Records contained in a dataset
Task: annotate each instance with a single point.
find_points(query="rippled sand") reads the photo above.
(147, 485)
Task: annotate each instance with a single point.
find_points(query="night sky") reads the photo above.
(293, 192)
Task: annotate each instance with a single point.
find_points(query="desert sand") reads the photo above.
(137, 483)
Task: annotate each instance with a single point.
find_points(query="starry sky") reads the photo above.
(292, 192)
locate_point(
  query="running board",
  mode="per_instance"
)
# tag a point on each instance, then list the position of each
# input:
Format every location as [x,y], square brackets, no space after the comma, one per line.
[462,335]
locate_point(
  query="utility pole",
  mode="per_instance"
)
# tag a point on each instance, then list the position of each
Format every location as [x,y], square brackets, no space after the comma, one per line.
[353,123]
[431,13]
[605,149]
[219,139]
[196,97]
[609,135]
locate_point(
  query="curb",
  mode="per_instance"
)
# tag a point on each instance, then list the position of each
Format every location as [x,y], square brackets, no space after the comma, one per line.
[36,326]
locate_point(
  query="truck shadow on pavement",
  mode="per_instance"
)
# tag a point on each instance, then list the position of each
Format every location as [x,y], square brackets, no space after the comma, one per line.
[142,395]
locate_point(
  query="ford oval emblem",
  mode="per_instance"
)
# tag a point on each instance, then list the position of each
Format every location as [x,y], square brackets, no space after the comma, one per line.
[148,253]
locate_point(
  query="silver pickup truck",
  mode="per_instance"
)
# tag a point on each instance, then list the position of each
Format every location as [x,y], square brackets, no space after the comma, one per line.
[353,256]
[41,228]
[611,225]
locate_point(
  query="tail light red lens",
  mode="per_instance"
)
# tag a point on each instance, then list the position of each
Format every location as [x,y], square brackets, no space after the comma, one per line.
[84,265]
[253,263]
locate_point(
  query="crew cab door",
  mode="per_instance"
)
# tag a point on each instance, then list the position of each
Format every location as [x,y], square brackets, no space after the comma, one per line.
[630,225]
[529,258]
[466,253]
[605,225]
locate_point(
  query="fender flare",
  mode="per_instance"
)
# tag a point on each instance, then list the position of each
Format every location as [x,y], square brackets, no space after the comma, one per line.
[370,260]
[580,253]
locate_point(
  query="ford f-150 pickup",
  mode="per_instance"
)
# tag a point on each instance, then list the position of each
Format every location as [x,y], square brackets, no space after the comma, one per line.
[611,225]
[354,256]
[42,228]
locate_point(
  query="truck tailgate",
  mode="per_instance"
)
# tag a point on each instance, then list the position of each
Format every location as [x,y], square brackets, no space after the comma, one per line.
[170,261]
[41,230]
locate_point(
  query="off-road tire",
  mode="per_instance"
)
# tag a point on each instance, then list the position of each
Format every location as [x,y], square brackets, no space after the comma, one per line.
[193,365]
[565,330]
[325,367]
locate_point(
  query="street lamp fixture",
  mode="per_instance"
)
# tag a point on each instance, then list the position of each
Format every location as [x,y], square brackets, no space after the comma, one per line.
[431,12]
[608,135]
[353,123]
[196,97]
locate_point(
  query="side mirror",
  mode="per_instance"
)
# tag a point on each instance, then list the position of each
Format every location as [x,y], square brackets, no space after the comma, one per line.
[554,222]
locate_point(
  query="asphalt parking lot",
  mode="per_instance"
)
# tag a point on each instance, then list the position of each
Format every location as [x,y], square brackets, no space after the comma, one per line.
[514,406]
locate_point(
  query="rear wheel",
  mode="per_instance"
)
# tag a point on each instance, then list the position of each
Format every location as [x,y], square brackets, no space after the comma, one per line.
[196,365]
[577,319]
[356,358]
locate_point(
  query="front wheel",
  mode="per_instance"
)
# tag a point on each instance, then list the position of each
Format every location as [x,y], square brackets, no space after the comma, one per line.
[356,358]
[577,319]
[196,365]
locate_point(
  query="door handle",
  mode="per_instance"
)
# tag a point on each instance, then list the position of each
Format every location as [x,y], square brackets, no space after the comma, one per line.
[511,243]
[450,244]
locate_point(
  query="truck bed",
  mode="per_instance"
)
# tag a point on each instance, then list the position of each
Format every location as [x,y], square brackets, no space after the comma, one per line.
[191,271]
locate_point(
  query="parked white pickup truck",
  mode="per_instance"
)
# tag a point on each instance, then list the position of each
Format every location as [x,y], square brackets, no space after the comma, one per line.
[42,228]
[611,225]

**Try it:**
If a line appears above, it belongs in your answer, printed exactly.

**Written solution:**
Task: annotate each instance with a single point.
find_points(query="rippled sand") reads the photo above.
(147, 485)
Task: annotate each instance with a single point.
find_points(query="night sky") reads the photo above.
(293, 192)
Task: annotate each instance with a single point.
find_points(query="desert sand") reads the photo above.
(137, 483)
Task: annotate each instance with a single point.
find_points(query="starry sky") reads the photo above.
(292, 192)
locate_point(
  query="running board",
  mode="per_instance"
)
# tag a point on each instance, then list the position of each
# input:
Format every location as [x,y], square brackets, no space after the comma, one per line.
[462,335]
locate_point(
  query="utility pole",
  mode="per_instance"
)
# tag a point on each instance, then list the position of each
Format every location as [x,y], square brackets, no space after the comma, one per line.
[353,123]
[431,13]
[605,149]
[219,139]
[196,97]
[609,135]
locate_point(
  query="curb",
  mode="per_instance"
)
# tag a point on each instance, then list the position of each
Format every location as [x,y], square brackets, no space after the comma, one per line.
[36,326]
locate_point(
  query="truck shadow on pavement",
  mode="per_instance"
)
# tag a point on each instance, then list the position of each
Format every location as [x,y], square brackets, no space after the comma, one per line.
[142,395]
locate_point(
  query="ford oval emblem",
  mode="per_instance"
)
# tag a point on each instance, then list the position of each
Format every location as [x,y], square brackets, no space after the comma, one per line.
[148,253]
locate_point(
  query="silver pickup truck",
  mode="per_instance"
)
# tag a point on each instance, then list the position of each
Format every location as [x,y], square brackets, no space after the comma, one per line.
[353,256]
[41,228]
[611,225]
locate_point(
  query="tail light red lens",
  mode="per_instance"
)
# tag a point on each instance, then list the position of each
Format every location as [x,y], square brackets, no space after the comma, one per line.
[84,265]
[253,263]
locate_point(
  query="crew cab door",
  mode="per_instance"
)
# tag a point on each instance, then list the position of each
Format every location as [x,y], square brackets, no space after the comma, one per line.
[630,225]
[529,258]
[466,253]
[605,225]
locate_point(
  query="fender flare",
  mode="per_instance"
)
# tag a point on each instance, then list the position of each
Format every location as [x,y], square brackets, no space after the comma, one per line.
[370,260]
[580,253]
locate_point(
  query="ford f-150 pickup",
  mode="per_instance"
)
# tag a point on each instance, then list the position of each
Format every location as [x,y], square brackets, no space after the comma, one per line.
[611,225]
[354,256]
[42,228]
locate_point(
  query="truck tailgate",
  mode="per_instance"
)
# tag a point on each instance, then list the position of each
Format every location as [x,y], square brackets, no space after the comma, one per line.
[170,261]
[41,230]
locate_point(
  query="off-road tire",
  mode="per_instance"
)
# tag a point on each instance, then list the position of each
Format every location as [x,y], square brackets, no space after the comma, one per line.
[193,365]
[565,330]
[325,367]
locate_point(
  query="street lamp fixture",
  mode="per_instance"
)
# tag a point on each instance, then list the position of each
Format every location as [x,y], square brackets, no space after the comma, one per line.
[431,12]
[608,135]
[353,123]
[196,97]
locate_point(
  query="side mirror",
  mode="per_instance"
)
# tag a point on each instance, then list the position of each
Format every location as [x,y], square brackets, no space after the comma, one per line.
[554,222]
locate_point(
  query="asphalt parking lot",
  mode="per_instance"
)
# tag a point on each instance, then list the position of each
Format every location as [x,y], square brackets, no space after the comma, one per line.
[514,406]
locate_point(
  query="rear wheel",
  mode="per_instance"
)
# tag a point on each instance, then list the position of each
Format every location as [x,y], square brackets, no space after the comma, one per line.
[196,365]
[577,319]
[356,358]
locate_point(
  query="front wheel",
  mode="per_instance"
)
# tag a point on each instance, then list the position of each
Format every location as [x,y], square brackets, no space after the comma, one per line.
[356,358]
[577,319]
[196,365]
locate_point(
  query="door handle",
  mode="per_instance"
)
# tag a point on each instance, then list the position of each
Format every location as [x,y], square brackets, no space after the comma, one per line.
[511,243]
[450,244]
locate_point(
  query="truck bed",
  mode="per_instance"
)
# tag a point on each instance, then list the position of each
Format every location as [x,y], square brackets, no space after the comma, one per line.
[191,271]
locate_point(
  query="parked white pickup truck",
  mode="per_instance"
)
# tag a point on each instance, then list the position of each
Format every location as [x,y], square brackets, no space after the comma, one per line.
[42,228]
[611,225]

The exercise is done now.